• YOUR INSTRUCTIONS
All entries must be extracted exactly, with nothing added or dropped.

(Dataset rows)

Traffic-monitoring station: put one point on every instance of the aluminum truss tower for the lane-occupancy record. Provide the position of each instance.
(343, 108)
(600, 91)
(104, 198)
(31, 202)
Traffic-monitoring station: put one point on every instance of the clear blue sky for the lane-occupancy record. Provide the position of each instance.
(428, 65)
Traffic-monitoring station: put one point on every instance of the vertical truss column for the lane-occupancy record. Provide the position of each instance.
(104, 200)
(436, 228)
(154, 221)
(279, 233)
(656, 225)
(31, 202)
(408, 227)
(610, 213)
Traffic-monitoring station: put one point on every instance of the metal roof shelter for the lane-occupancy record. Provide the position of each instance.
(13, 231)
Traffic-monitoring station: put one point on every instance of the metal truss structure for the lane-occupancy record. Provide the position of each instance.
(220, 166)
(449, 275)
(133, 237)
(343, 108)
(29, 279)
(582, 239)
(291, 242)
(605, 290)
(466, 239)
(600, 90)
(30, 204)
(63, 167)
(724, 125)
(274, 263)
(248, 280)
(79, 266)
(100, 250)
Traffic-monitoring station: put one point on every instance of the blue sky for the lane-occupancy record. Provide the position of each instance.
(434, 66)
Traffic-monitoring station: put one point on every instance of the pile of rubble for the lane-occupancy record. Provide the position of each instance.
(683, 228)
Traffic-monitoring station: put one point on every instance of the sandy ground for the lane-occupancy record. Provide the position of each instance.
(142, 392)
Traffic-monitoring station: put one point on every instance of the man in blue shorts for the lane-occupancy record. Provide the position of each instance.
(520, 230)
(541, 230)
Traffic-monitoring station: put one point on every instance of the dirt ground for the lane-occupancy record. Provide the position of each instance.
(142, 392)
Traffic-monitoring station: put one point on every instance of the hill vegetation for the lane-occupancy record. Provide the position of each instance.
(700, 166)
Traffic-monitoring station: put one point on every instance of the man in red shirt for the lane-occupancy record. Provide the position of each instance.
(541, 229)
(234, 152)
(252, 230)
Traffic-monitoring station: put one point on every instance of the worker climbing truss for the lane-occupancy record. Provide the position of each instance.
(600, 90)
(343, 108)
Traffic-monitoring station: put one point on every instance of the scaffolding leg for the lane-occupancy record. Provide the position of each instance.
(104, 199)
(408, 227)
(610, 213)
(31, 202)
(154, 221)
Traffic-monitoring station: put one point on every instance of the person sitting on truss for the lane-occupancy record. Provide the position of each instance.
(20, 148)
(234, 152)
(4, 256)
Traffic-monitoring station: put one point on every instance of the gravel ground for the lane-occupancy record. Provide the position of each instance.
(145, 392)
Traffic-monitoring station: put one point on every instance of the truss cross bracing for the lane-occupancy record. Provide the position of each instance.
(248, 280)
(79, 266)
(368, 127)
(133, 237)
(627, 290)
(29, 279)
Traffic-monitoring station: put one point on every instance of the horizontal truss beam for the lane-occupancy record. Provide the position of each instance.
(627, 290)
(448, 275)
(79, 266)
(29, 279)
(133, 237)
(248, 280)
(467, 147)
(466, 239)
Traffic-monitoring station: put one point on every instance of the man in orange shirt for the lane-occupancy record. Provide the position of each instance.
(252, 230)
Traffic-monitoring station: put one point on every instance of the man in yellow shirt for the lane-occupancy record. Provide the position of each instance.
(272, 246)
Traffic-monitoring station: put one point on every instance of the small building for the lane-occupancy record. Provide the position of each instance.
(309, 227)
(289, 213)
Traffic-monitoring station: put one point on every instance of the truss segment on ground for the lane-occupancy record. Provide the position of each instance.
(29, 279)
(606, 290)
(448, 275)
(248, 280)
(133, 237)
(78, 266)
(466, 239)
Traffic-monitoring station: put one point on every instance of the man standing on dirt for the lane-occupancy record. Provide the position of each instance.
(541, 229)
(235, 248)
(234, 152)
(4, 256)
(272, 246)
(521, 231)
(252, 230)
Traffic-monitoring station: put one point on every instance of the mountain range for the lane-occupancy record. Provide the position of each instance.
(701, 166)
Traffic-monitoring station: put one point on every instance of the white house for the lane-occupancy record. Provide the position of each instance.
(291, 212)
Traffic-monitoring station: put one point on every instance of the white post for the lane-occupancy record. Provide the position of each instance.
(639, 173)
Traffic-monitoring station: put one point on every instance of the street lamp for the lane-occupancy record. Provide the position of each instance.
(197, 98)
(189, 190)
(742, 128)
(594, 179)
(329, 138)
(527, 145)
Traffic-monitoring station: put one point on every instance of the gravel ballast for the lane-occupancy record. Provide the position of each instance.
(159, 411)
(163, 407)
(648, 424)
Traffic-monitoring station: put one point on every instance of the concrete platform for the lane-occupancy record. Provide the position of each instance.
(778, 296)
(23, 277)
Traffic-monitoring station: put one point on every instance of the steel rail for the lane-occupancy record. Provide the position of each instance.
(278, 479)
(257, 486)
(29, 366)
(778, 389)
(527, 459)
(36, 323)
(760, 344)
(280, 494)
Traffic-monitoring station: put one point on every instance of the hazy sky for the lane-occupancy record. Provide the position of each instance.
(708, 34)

• FINISHED ANSWER
Traffic-monitoring station: put one point on every instance of the aluminum truss tower for the lane-occupancy record. Provide the position of each instance.
(343, 108)
(600, 91)
(104, 198)
(31, 202)
Traffic-monitoring station: put one point on every instance of the clear blue sky for the lane-occupancy record. Provide the position of each instance.
(428, 65)
Traffic-monitoring station: put one point on every instance of the vertical truss column for the lane-occupancy record. Provide the position of each instance.
(104, 200)
(436, 228)
(154, 221)
(279, 233)
(656, 225)
(31, 202)
(408, 227)
(610, 213)
Traffic-monitoring station: put one point on every instance of the metal roof shelter for the lane-occupancy record. Provide the position of each instance.
(13, 231)
Traffic-monitoring station: put one point on every instance of the metal truss structure for the lane-occupancy record. Provide the position of each instance.
(220, 166)
(449, 275)
(133, 237)
(343, 108)
(29, 279)
(582, 239)
(291, 242)
(605, 290)
(466, 239)
(600, 90)
(30, 204)
(63, 167)
(724, 125)
(274, 263)
(248, 280)
(79, 266)
(100, 250)
Traffic-monitoring station: put one point on every instance of the blue sky for the lane-occupancy record. Provide the position of each instance.
(434, 66)
Traffic-monitoring station: put one point on every instance of the pile of rubble for the lane-occupancy record. Provide the position of each instance.
(683, 228)
Traffic-monitoring station: put one point on every instance of the sandy ground for the lane-occupancy record. Provide the position of each instance.
(142, 392)
Traffic-monitoring station: put one point on every instance of the man in blue shorts for the lane-occupancy record. Provide the position of each instance.
(520, 230)
(541, 230)
Traffic-monitoring station: put one point on every instance of the dirt ground for the lane-occupancy record. Provide the position of each instance.
(142, 392)
Traffic-monitoring station: put one point on every instance of the hill vegetation for the lane-occupancy record. Provide the position of each instance.
(700, 166)
Traffic-monitoring station: put one point on every instance of the man in red shirt for the lane-occupancy record. Provide the position of each instance.
(541, 229)
(234, 152)
(252, 230)
Traffic-monitoring station: put one point on every instance of the worker climbing truss for the lane-occupancy record. Provide the position of each instance.
(600, 90)
(343, 108)
Traffic-monitoring station: put one point on every instance of the scaffolding leg for the lane-occupancy record. Provide the position of each instance.
(104, 199)
(408, 227)
(610, 213)
(31, 202)
(154, 221)
Traffic-monitoring station: put one point on every instance of the person sitting on truss for the lane-occupancy record. Provide the position of each instance.
(20, 148)
(234, 152)
(4, 256)
Traffic-monitoring station: put one point on every instance of the gravel ground for the lane-occupancy record. Provide the position of each instance.
(145, 392)
Traffic-monitoring station: put one point on every instance of the truss cross bracing for the lane-occupancy record. Provide the position of each instance.
(248, 280)
(79, 266)
(368, 127)
(133, 237)
(627, 290)
(29, 279)
Traffic-monitoring station: put one point on every instance of the horizontal truss beam for the lane-occupancy record. Provide the position of each instance.
(627, 290)
(448, 275)
(79, 266)
(29, 279)
(133, 237)
(248, 280)
(467, 147)
(466, 239)
Traffic-monitoring station: put one point on every instance of the man in orange shirt for the lane-occupancy record. Provide the position of each instance.
(252, 230)
Traffic-monitoring station: put one point on every instance of the man in yellow shirt for the lane-occupancy record. Provide the position of each instance.
(272, 246)
Traffic-monitoring station: put one point on every instance of the small building for the lane-occupancy record. Provide the position of each instance.
(309, 227)
(289, 213)
Traffic-monitoring station: put one point on every instance of the truss segment on ground for the lane-occupancy record. Provide the position of each instance.
(29, 279)
(606, 290)
(448, 275)
(248, 280)
(133, 237)
(78, 266)
(466, 239)
Traffic-monitoring station: put one point on every instance of the man standing on dirt for the lane-occupancy record. Provide the position of each instance.
(541, 229)
(235, 248)
(234, 152)
(4, 256)
(272, 246)
(521, 231)
(252, 230)
Traffic-monitoring station: put one point on every instance of the mountain range for the lane-occupancy record. Provide the position of each instance.
(701, 166)
Traffic-monitoring station: put one point on every instance of the white house for the lane-occupancy record. Provide the position of each instance.
(291, 212)
Traffic-monitoring station: put one point on every instance of the white post for the lane-occupancy record. Provide the position of each instance.
(639, 173)
Traffic-monitoring station: put one point on every instance of the street lamp for the lane-occupancy record. Provide the position of each instance.
(197, 98)
(189, 190)
(742, 128)
(594, 179)
(329, 138)
(527, 145)
Traffic-monitoring station: put one point on every instance of the gravel ballast for the lane-occupancy record. Provide the position of each instance.
(159, 411)
(163, 407)
(648, 424)
Traffic-monitoring station: put one point on every instance of the concrete platform for the lane-occupancy record. Provide the position of each instance.
(778, 296)
(23, 277)
Traffic-monitoring station: put one point on every instance of the steel rail for the lane-occupancy record. Provide the position of each instance.
(278, 479)
(257, 486)
(29, 366)
(778, 389)
(527, 459)
(36, 323)
(760, 344)
(280, 494)
Traffic-monitoring station: put one point on every instance of the hazy sky for the lane-occupancy record. Provide the position of each instance.
(708, 34)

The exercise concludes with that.